## start Record list

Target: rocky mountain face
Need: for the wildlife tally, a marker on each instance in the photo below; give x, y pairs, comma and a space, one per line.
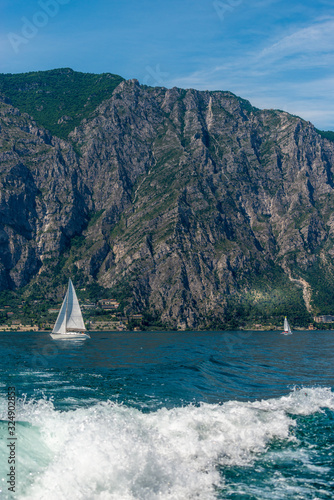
193, 206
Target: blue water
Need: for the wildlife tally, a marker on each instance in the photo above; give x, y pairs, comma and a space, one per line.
170, 415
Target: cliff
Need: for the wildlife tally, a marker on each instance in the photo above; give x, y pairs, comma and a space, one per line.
192, 206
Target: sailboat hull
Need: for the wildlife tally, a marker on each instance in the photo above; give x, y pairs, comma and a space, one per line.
70, 336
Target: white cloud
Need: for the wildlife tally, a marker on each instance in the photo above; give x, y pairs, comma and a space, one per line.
318, 37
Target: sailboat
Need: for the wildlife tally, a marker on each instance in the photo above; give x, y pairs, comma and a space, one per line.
287, 329
70, 324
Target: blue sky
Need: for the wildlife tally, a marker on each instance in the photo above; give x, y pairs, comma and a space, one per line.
276, 53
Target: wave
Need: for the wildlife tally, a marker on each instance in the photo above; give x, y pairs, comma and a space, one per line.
110, 451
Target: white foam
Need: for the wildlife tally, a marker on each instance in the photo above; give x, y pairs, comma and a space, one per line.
113, 452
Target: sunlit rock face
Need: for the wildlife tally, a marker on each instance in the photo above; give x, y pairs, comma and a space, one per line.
185, 200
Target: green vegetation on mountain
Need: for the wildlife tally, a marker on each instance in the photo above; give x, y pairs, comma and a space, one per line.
58, 99
194, 209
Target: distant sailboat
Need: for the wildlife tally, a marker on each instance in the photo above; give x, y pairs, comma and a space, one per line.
70, 324
287, 329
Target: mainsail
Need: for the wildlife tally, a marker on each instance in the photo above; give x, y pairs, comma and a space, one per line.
69, 318
287, 328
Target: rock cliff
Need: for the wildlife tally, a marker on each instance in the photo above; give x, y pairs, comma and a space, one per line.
193, 206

## end Record list

- **Short exercise**: Quote all of the entries above verbatim, omitting the picture.

- **Complete answer**:
Target: rocky mountain face
Need: for the wildlife tally, a marker on each instance in the photo below; give x, y pairs, comma and a space, one per line.
193, 206
Target: blue water
Need: for the wildlife tally, a marker on each instance in the photo above; give x, y pairs, comma and a space, one per line.
170, 415
Target: cliff
Need: for the wildlife tally, a marker on each instance in the photo above; give x, y pairs, comma and a space, one per line.
192, 206
Target: sailboat hull
Need: for the wildlife tally, a marker on each instance in the photo above; give x, y pairs, comma and a space, one per line.
70, 336
Target: white cloud
Need: for the wildlife tally, a marker on each instance in the photo above; give x, y pairs, comma and a space, one per line.
318, 37
Target: sailboat
Need: for the wildlife tally, a marker on each instance in the photo above; give x, y pairs, comma and a space, one per line.
287, 329
70, 324
Target: blue sky
Need: for the wildlife tally, a marker on each instance in the photo above; give x, y pairs, comma and a space, one per line.
276, 53
Target: wave
Need: for the wildlife tally, a marker on each instance in the photo above; give x, y pairs, comma and a space, one per line.
110, 451
Target: white foam
Need: for the wildlife tally, a marker on each instance in the photo above; give x, y pairs, comma and a space, one per line.
113, 452
Target: sunlit rock face
Need: for the wildlife tally, a marker on each instance in the photo above; give x, y pairs, comma and a space, one per line.
185, 200
Target: green vegetation on mountain
Need: for the wildlife tally, a marker on each instance in the photo above; give x, y pairs, comma and a space, one per line.
58, 99
194, 209
Target: distant sailboat
Need: for the wildlife tally, a marker on each instance in the photo above; give x, y pairs, comma and a space, one per line.
70, 324
287, 329
Target: mainsail
Need: for the wildlife tally, a marker on each instance in the photo above; give x, y pairs, comma and a space, one per line.
69, 318
287, 328
Target: rock cliff
Need: for the wildlife tally, a marker on each instance in the photo above; give x, y pairs, comma and a space, one per line.
193, 206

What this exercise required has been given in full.